= Public Accounts Committee (Ireland) =

Committee of Dáil Éireann

The Public Accounts Committee (PAC) (formally the Committee of Public Accounts) (An Coiste um Chuntais Phoiblí) is a standing committee of Dáil Éireann, the lower house of the Irish Parliament. It oversees government expenditures to ensure they are effective and honest. It is responsible for examining reports of the Comptroller and Auditor General on departmental expenditure and certain other accounts. It also considers the Comptroller and Auditor General's reports of economy, efficiency, effectiveness evaluation systems, procedures and practices. The PAC has a key role to play in ensuring accountability and transparency in the way Government agencies allocate, spend and manage their finances and in guaranteeing that the taxpayer receives value for every euro spent. By the nature of its role as the public spending watchdog, the Committee of Public Accounts is one of the most powerful Oireachtas Committees.

==Overview==
PAC was established under Standing Order 163 of Dáil Éireann, which requires it to be set up as a standing committee after each general election. The committee is constituted to be impartially representative of the Dáil and consists of thirteen members. A member of the Government or a Minister of State can not be a member of the PAC. It is normally chaired by a member of the opposition.

### Material for the task:
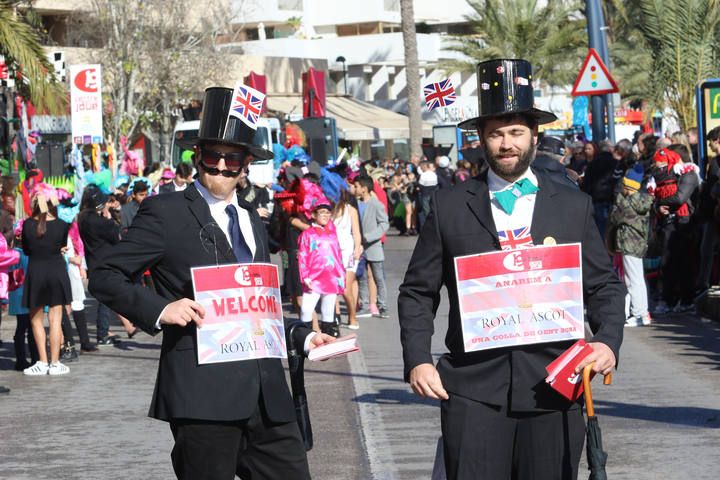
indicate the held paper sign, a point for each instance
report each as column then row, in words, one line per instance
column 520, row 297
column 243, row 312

* * *

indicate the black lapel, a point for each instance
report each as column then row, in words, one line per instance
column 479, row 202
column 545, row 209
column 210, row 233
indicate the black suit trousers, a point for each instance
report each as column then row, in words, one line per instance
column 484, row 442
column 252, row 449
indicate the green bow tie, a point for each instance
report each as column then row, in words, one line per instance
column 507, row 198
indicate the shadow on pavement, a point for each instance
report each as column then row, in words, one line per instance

==

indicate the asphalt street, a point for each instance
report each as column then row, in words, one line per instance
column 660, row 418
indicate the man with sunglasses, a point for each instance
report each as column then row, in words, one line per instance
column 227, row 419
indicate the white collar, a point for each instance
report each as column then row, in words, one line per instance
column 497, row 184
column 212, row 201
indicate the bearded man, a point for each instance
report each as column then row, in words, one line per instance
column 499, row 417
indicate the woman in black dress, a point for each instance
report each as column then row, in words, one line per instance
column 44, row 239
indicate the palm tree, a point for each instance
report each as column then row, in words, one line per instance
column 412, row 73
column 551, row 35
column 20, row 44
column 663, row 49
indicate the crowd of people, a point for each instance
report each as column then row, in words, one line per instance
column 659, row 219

### Work instructions:
1) In the listing, quote verbatim the stretch from the line containing "indicate the bearded" through the line containing "column 44, row 239".
2) Continue the article on Ireland's Public Accounts Committee from its last sentence.
The listing has no connection to the text about the Public Accounts Committee.

### The answers:
1)
indicate the bearded man, a point for each instance
report each as column then row, in words, one line per instance
column 499, row 417
indicate the woman in black dress, a point for each instance
report each as column then row, in words, one line per instance
column 44, row 239

2)
==Membership==
Membership of the committee for the 34th Dáil is as follows:

| Member |  | Party | Constituency |
|---|---|---|---|
|  | John Brady (Cathaoirleach) | Sinn Féin | Wicklow |
|  | Paul McAuliffe (Leas-Cathaoirleach) | Fianna Fáil | Dublin North-West |
|  | Catherine Ardagh | Fianna Fáil | Dublin South-Central |
|  | Cathy Bennett | Sinn Féin | Cavan–Monaghan |
|  | Grace Boland | Fine Gael | Dublin Fingal West |
|  | Joanna Byrne | Sinn Féin | Louth |
|  | Albert Dolan | Fianna Fáil | Galway East |
|  | Aidan Farrelly | Social Democrats | Kildare North |
|  | James Geoghegan | Fine Gael | Dublin Bay South |
|  | Eoghan Kenny | Labour | Cork North-Central |
|  | Séamus McGrath | Fianna Fáil | Cork South-Central |
|  | Paul Murphy | PBP–Solidarity | Dublin South-West |
|  | Joe Neville | Fine Gael | Kildare North |

== Cathaoirligh of the Public Accounts Committee ==
It is customary for a member of the largest opposition party to chair the committee.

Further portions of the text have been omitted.